WHAT THE TASK REQUIRES: Nothing should appear in the answer except the lines from the one containing "of the orange" through the end of the records below, written out exactly.

Dataset excerpts:
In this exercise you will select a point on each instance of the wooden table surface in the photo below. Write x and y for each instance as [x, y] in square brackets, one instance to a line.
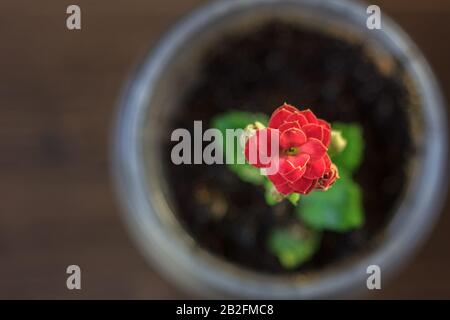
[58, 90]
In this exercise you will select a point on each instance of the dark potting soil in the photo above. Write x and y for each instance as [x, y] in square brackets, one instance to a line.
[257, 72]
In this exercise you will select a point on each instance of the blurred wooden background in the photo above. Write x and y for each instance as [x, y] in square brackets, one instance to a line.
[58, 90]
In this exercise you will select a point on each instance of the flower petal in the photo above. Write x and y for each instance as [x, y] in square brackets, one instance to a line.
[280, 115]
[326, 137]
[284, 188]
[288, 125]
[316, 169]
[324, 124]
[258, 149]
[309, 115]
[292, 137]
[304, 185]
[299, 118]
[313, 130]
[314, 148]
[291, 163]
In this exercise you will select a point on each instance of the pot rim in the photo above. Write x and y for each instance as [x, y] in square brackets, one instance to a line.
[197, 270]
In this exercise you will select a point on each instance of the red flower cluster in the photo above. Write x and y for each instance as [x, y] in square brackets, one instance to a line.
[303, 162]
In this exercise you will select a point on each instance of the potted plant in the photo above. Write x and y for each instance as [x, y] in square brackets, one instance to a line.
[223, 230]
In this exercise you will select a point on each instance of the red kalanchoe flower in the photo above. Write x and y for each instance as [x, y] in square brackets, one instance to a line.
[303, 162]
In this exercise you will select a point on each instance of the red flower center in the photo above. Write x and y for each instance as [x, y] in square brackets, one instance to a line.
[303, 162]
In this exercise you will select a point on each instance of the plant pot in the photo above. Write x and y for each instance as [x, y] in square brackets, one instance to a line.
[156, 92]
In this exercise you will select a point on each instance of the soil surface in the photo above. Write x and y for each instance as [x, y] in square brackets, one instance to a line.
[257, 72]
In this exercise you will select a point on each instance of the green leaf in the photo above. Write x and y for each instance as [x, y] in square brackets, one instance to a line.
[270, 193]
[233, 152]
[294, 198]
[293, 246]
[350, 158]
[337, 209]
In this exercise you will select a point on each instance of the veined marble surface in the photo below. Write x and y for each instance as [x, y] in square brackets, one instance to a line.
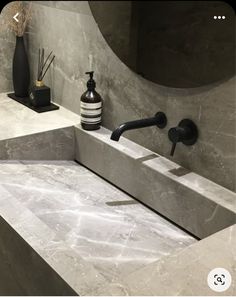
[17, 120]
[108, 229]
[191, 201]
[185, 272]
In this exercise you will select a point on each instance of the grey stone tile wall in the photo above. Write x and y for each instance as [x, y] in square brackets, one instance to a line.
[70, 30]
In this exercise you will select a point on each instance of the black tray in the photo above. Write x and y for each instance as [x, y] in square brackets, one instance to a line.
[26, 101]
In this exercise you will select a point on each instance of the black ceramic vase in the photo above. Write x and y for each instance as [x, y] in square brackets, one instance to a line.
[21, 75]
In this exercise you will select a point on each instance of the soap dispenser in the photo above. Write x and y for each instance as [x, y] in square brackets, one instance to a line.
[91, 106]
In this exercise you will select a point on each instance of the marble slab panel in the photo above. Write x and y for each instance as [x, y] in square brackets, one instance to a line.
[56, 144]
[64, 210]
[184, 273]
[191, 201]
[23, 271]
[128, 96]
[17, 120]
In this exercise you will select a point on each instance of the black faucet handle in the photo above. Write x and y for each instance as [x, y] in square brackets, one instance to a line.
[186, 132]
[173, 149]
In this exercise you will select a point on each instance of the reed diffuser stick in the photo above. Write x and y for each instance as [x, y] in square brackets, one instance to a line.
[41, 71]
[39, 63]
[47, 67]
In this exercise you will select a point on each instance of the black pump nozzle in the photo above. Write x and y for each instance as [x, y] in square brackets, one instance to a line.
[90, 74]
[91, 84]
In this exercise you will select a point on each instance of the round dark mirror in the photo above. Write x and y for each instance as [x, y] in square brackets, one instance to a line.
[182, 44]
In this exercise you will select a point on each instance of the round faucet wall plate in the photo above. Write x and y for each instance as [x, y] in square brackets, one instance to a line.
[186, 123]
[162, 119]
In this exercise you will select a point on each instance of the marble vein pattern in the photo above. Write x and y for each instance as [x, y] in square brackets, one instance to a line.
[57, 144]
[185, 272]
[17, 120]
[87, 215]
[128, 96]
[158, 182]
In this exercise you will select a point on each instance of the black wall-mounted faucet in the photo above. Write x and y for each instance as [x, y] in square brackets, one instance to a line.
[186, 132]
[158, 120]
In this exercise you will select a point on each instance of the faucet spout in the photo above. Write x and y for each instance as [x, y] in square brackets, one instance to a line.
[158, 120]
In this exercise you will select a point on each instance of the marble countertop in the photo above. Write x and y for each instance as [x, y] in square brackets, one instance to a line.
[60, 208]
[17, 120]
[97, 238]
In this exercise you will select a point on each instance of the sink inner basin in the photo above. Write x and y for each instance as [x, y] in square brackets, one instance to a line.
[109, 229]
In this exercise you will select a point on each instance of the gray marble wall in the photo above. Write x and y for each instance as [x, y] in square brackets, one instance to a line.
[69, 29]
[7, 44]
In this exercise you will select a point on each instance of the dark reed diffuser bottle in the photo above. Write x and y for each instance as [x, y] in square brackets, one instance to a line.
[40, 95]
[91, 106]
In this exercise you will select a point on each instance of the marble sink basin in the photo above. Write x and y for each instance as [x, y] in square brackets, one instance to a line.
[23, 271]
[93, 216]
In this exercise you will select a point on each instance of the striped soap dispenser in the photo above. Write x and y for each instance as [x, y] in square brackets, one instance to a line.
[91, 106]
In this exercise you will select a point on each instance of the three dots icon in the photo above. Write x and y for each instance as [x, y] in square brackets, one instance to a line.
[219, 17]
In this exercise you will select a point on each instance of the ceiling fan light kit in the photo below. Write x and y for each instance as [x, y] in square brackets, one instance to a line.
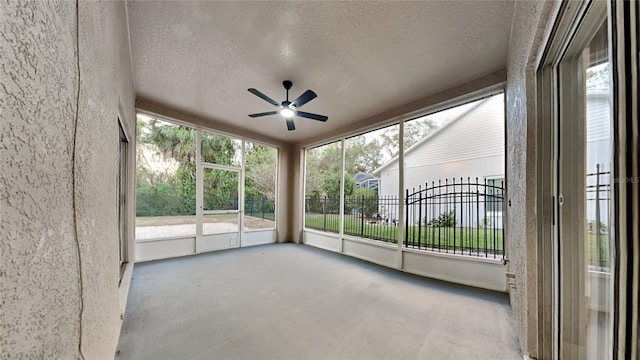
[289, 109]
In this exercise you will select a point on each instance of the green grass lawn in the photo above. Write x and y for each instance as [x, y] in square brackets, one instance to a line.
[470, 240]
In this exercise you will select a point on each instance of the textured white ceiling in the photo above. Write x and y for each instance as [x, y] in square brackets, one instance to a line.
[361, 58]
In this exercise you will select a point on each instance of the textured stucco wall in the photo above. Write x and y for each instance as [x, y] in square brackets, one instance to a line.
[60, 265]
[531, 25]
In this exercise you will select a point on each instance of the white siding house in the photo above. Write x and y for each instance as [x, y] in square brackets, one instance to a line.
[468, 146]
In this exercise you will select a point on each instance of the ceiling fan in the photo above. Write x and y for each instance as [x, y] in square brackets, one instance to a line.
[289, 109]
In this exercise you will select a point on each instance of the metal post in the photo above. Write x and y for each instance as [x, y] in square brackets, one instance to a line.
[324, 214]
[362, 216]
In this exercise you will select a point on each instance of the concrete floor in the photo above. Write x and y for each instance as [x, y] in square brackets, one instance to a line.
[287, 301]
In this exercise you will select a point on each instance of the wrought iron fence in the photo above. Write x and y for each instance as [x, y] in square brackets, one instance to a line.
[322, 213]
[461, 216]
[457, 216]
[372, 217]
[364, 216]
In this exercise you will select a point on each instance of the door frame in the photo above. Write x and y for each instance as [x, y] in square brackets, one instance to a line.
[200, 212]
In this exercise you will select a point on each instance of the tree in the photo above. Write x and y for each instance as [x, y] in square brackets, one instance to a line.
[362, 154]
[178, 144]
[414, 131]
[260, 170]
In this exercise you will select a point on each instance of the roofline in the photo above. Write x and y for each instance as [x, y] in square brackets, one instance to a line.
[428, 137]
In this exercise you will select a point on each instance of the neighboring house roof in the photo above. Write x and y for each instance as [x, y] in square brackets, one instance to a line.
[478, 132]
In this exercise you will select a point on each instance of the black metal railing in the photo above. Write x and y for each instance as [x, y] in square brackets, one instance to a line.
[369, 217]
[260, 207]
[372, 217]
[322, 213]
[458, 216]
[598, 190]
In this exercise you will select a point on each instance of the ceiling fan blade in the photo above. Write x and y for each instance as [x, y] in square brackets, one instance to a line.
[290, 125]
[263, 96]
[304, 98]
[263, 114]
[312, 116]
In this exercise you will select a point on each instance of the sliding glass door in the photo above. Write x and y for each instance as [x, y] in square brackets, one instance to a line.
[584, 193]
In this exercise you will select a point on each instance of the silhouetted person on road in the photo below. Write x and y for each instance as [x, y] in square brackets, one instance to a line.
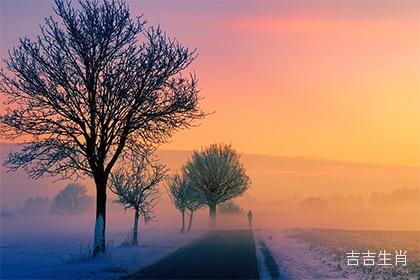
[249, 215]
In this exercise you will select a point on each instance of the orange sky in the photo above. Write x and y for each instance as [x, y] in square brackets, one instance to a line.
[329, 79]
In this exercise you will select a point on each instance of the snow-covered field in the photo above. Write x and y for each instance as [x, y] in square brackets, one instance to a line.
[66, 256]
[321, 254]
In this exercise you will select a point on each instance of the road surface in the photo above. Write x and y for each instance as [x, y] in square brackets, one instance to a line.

SOLUTION BELOW:
In this exercise you will select a point on each instance of the orange sky in the photo above. Write x and y for each instance as [x, y] in square brackets, one instance to a line.
[329, 79]
In this exercise you will select a point on each instance of the snow-covered field in the photo above. Write x and y for each instance as [x, y] in square brackets, one instance to a line.
[66, 256]
[321, 254]
In this exercise you will select a point on each instance of the road surface in the photo above. Write x and y for each instance as [x, y] in square brackets, one instance to a line.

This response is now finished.